— start Data provided —
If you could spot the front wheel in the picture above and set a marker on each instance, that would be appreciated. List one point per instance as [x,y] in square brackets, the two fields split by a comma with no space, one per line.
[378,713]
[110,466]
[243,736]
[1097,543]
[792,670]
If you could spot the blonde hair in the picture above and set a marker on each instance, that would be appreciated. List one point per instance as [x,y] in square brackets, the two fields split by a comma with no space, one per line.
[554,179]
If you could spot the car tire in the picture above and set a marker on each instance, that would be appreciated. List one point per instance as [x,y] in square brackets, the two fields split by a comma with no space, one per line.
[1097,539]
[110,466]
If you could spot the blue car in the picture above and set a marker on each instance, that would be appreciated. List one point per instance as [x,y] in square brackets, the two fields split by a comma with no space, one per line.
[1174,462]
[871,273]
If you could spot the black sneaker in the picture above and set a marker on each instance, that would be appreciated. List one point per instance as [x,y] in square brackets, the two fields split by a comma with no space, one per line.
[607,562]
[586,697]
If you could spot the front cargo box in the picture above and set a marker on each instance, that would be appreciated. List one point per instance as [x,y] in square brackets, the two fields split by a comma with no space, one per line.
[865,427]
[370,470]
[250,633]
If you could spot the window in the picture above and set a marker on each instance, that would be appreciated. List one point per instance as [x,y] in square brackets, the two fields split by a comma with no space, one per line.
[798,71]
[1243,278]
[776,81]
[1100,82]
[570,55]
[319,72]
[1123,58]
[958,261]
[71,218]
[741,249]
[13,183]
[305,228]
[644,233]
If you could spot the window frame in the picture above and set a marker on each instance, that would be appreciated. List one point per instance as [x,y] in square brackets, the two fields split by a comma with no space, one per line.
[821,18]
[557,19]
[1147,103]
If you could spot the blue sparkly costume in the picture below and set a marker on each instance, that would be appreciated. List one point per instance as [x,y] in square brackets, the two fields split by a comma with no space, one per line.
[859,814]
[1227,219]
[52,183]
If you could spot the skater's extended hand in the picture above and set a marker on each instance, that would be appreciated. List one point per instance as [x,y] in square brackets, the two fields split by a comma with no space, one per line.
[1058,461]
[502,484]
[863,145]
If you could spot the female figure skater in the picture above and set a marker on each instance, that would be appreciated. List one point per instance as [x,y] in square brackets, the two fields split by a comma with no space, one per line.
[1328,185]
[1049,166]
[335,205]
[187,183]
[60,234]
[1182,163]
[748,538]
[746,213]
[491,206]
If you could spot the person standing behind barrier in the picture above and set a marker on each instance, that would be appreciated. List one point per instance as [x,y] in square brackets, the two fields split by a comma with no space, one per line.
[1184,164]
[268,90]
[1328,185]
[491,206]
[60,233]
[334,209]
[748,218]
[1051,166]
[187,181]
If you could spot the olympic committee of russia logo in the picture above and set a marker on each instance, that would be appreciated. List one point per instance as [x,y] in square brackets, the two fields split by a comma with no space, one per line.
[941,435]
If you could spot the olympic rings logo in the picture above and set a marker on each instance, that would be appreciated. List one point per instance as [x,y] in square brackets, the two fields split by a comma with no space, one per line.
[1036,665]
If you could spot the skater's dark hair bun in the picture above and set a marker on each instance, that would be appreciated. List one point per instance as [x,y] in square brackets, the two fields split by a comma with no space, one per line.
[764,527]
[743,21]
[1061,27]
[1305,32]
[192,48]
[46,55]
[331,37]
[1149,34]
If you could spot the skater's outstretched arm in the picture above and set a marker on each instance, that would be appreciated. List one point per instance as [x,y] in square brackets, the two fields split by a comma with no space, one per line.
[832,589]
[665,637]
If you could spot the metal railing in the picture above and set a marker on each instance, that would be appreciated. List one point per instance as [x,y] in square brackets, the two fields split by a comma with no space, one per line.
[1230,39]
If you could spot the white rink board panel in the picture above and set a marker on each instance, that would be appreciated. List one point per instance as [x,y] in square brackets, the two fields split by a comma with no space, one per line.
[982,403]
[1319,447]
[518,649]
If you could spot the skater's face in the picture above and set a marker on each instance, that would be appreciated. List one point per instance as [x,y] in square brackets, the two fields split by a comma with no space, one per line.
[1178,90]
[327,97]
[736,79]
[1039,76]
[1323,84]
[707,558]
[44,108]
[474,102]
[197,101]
— end Data provided —
— start Data provided —
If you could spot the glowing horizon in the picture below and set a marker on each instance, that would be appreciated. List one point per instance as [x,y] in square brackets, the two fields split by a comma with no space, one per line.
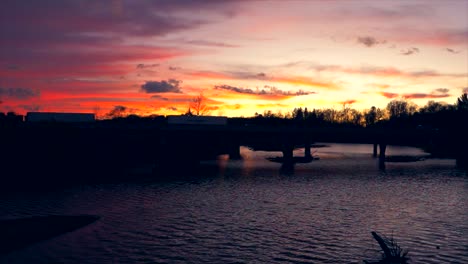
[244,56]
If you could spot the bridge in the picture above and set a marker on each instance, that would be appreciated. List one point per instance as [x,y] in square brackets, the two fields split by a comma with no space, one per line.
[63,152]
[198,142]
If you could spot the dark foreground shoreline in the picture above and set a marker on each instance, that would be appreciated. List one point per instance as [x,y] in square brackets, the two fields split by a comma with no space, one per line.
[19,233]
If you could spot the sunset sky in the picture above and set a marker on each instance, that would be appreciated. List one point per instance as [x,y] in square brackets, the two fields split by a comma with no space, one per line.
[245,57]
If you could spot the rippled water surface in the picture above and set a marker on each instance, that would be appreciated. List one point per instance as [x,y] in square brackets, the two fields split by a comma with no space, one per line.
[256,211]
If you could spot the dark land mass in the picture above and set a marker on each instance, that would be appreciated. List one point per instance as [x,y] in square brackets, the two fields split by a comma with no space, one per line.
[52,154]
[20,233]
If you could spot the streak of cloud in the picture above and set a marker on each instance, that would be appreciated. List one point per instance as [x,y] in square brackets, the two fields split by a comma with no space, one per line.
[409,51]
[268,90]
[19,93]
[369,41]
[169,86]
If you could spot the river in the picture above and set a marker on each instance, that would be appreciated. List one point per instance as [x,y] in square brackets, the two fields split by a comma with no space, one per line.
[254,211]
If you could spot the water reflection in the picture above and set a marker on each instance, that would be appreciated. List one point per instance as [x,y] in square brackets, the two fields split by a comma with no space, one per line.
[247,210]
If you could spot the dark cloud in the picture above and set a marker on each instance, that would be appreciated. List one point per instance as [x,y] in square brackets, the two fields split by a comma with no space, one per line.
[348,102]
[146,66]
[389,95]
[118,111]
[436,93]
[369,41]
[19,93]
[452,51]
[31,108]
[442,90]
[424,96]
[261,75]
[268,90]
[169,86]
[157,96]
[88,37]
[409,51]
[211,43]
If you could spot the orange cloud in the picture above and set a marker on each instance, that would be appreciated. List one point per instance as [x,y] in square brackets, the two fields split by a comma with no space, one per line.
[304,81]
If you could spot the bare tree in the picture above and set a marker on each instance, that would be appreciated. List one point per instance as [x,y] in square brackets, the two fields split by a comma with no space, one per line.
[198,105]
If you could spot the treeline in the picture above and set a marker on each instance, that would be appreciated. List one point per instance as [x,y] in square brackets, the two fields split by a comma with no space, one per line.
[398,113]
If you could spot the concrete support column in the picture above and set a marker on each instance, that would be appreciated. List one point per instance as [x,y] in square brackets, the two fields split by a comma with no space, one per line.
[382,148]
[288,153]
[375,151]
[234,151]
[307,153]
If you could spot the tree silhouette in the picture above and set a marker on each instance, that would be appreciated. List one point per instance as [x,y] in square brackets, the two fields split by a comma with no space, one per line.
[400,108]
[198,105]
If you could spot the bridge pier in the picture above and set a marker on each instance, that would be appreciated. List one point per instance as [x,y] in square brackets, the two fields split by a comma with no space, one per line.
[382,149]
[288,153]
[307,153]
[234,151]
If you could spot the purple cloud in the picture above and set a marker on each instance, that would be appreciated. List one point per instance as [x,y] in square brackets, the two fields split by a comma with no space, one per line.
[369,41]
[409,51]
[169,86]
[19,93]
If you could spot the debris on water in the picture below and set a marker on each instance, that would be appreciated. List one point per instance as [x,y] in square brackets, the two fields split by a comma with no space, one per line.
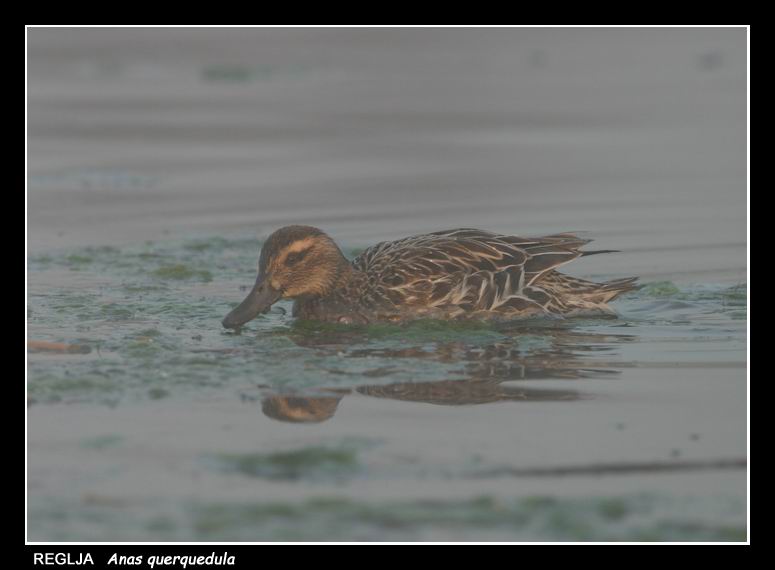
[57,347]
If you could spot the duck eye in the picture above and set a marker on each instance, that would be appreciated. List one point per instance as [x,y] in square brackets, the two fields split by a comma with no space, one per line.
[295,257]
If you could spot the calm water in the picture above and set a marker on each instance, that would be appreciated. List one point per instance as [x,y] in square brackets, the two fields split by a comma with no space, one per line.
— end Data provided —
## Given instruction
Pull out each line in the rows that contains the word "concrete".

## Written response
If you could spot the concrete support column in the picture above and set a marker on each instance, that would be appreciated. List one point per instance as [x,y] in square brackets, the two fields split by a comma with no space, one per line.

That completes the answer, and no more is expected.